**PROBLEM REQUIREMENTS:**
Every line with the string "flat" must be copied from the entries below.

**RECORDS FOR THE TASK:**

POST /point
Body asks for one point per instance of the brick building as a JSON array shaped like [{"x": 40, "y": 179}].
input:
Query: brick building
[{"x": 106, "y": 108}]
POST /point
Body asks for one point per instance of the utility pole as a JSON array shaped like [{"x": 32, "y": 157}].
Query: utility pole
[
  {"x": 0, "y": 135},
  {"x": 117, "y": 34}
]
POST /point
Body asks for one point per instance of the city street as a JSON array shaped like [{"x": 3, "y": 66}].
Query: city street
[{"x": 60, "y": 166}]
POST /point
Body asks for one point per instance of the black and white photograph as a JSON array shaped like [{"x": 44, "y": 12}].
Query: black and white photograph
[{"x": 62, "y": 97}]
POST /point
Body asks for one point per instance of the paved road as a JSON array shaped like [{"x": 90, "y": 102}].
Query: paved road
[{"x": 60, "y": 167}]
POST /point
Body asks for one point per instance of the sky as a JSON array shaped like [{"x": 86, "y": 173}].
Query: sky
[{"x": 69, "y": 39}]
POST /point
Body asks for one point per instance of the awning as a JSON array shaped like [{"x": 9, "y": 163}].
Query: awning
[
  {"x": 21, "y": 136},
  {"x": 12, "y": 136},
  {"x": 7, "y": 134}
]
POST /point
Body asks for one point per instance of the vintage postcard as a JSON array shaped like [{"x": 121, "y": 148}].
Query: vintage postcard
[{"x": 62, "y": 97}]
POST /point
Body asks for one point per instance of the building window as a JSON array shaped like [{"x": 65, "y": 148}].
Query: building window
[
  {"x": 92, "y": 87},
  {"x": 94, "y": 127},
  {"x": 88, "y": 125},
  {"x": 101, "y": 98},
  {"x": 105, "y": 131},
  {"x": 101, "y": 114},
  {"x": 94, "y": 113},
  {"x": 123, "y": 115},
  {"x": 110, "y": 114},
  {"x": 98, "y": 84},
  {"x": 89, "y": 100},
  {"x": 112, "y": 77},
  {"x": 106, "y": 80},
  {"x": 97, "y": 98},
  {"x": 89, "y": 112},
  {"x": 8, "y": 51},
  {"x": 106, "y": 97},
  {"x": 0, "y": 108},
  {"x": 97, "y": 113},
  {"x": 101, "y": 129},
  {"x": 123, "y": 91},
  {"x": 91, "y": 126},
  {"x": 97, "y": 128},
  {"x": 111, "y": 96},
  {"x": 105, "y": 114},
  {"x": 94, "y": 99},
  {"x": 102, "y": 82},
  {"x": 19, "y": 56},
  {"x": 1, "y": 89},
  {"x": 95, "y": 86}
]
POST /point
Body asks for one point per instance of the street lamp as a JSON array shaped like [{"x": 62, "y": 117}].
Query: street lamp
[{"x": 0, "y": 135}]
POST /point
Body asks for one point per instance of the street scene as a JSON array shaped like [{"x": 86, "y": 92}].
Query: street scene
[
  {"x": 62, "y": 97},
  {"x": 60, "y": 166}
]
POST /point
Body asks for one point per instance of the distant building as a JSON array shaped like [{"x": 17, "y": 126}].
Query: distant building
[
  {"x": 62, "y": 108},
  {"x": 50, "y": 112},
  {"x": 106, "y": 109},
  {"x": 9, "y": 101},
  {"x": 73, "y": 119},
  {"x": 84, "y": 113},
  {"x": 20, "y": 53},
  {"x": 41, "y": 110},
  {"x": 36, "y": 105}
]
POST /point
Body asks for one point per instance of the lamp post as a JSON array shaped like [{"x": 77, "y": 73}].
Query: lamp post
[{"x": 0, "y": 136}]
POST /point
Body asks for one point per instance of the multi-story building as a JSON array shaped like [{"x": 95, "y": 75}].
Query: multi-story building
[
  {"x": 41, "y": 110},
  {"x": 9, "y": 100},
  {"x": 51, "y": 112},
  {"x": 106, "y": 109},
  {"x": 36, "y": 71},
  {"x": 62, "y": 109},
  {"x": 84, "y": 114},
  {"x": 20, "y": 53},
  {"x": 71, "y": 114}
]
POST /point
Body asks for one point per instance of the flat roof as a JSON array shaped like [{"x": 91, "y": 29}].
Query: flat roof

**TASK RESULT:**
Body asks for one point per instance of the flat roof as a JSON array shaped like [{"x": 91, "y": 29}].
Query: flat roof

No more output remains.